• [WHAT YOU WILL DO] Copy out the lines from the start of the entries through the line containing "M618 326L618 366L629", both ends included, with no changes.

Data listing
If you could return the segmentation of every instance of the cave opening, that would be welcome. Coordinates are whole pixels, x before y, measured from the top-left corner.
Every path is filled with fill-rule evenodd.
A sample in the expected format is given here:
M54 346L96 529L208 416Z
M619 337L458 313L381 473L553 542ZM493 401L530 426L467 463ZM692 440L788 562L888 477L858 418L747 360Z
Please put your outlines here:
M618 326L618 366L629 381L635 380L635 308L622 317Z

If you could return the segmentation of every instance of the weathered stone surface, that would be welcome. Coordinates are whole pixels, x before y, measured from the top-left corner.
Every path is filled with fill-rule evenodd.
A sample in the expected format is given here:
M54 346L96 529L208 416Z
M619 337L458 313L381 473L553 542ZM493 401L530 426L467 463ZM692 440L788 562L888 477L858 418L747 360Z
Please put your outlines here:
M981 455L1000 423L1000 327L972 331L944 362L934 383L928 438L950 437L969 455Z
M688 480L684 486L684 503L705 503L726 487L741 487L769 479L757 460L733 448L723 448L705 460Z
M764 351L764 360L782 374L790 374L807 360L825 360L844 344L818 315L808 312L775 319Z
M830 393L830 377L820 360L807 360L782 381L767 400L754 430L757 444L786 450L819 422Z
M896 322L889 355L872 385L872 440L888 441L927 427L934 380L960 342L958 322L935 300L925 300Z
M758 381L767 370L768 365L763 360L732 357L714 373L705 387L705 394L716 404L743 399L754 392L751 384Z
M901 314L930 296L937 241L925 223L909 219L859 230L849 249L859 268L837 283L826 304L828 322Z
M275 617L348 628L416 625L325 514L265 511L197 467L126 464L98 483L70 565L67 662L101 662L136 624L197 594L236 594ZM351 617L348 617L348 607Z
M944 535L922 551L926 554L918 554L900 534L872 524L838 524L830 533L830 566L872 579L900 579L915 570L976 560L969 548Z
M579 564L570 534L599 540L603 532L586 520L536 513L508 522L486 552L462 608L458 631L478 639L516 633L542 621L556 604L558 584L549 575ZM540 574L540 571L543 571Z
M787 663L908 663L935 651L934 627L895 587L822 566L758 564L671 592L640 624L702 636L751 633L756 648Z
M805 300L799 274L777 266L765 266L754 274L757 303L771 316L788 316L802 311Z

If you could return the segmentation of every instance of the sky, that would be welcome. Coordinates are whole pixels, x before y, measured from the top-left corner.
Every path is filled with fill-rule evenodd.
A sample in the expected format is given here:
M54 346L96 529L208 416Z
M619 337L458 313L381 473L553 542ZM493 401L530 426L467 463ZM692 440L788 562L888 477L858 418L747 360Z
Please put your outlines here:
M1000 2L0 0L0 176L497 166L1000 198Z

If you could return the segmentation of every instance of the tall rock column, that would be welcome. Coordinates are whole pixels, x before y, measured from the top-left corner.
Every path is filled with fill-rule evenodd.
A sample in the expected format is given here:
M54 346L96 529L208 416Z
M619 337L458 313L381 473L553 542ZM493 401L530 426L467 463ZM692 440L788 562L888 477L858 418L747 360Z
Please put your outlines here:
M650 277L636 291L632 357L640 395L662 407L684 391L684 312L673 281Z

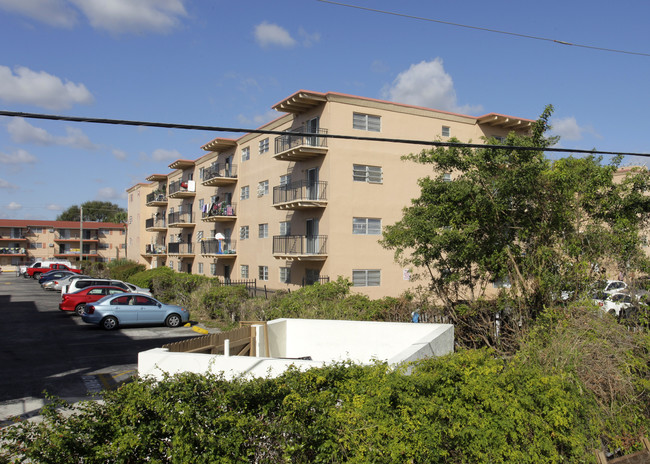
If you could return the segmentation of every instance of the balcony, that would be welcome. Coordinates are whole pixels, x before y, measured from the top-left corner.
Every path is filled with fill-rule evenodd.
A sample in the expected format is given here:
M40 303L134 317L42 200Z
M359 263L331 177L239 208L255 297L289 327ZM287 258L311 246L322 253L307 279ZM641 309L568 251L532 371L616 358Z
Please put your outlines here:
M194 215L192 213L169 213L167 215L167 227L194 227Z
M203 222L227 222L237 219L236 203L212 203L208 210L202 213Z
M166 255L167 248L165 245L154 245L149 244L145 247L144 255L145 256L154 256L154 255Z
M185 257L194 257L191 243L172 242L167 244L167 254Z
M147 206L165 206L167 204L167 196L165 192L157 191L147 195Z
M213 164L203 171L202 184L206 187L232 185L237 182L237 166L230 164Z
M167 230L165 219L150 218L144 221L144 228L147 232L164 232Z
M201 240L201 254L203 256L235 259L237 257L236 245L236 240L208 238Z
M273 206L277 209L310 209L327 206L327 182L301 180L273 187Z
M325 261L327 235L275 235L273 257L296 261Z
M319 129L314 135L287 133L275 138L275 155L281 161L304 161L327 153L327 129Z
M169 198L193 198L196 196L196 184L193 180L177 180L169 184Z

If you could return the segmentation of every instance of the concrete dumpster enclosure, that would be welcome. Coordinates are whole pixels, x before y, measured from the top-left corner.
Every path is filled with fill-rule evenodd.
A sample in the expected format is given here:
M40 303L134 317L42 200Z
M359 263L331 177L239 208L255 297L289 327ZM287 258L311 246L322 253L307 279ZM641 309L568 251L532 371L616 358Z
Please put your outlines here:
M454 326L399 322L275 319L253 325L255 356L170 352L138 354L138 374L162 379L181 372L223 373L225 378L277 376L289 366L305 370L333 362L397 365L453 352ZM228 346L228 342L226 342Z

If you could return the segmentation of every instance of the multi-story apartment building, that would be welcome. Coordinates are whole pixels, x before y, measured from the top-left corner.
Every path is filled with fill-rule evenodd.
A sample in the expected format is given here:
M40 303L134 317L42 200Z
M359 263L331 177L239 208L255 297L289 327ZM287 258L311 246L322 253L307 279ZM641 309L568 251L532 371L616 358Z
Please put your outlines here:
M370 297L397 296L411 270L378 240L432 174L400 157L429 147L353 137L480 143L532 123L308 91L273 108L284 114L259 130L281 134L217 137L128 190L129 258L269 288L343 276Z
M0 267L46 258L105 262L126 258L125 239L126 224L0 219Z

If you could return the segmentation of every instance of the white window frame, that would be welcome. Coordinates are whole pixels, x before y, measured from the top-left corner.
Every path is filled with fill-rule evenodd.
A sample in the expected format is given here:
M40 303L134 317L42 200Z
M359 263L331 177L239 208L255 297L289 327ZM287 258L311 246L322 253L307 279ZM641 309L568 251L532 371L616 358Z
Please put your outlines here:
M352 218L353 235L381 235L380 218Z
M384 182L384 171L381 166L370 166L367 164L353 164L352 180L354 182L367 182L369 184L381 184Z
M381 286L381 269L353 269L353 287L379 287Z
M352 113L352 128L369 132L381 132L381 116Z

• [COMPLETED TASK]
If you could return the segmentation of every instance of the cave opening, that would be welcome. Coordinates are whole pixels, x before y, measured from the top-left corner.
Every path is filled with fill-rule evenodd.
A sample in the expected format is given here:
M54 346L96 529L208 416Z
M619 337L458 313L381 473L553 542ZM493 401L530 426L467 463ZM692 440L788 562L888 477L858 418L747 360Z
Please put your outlines here:
M618 326L618 366L629 381L635 380L635 308L622 317Z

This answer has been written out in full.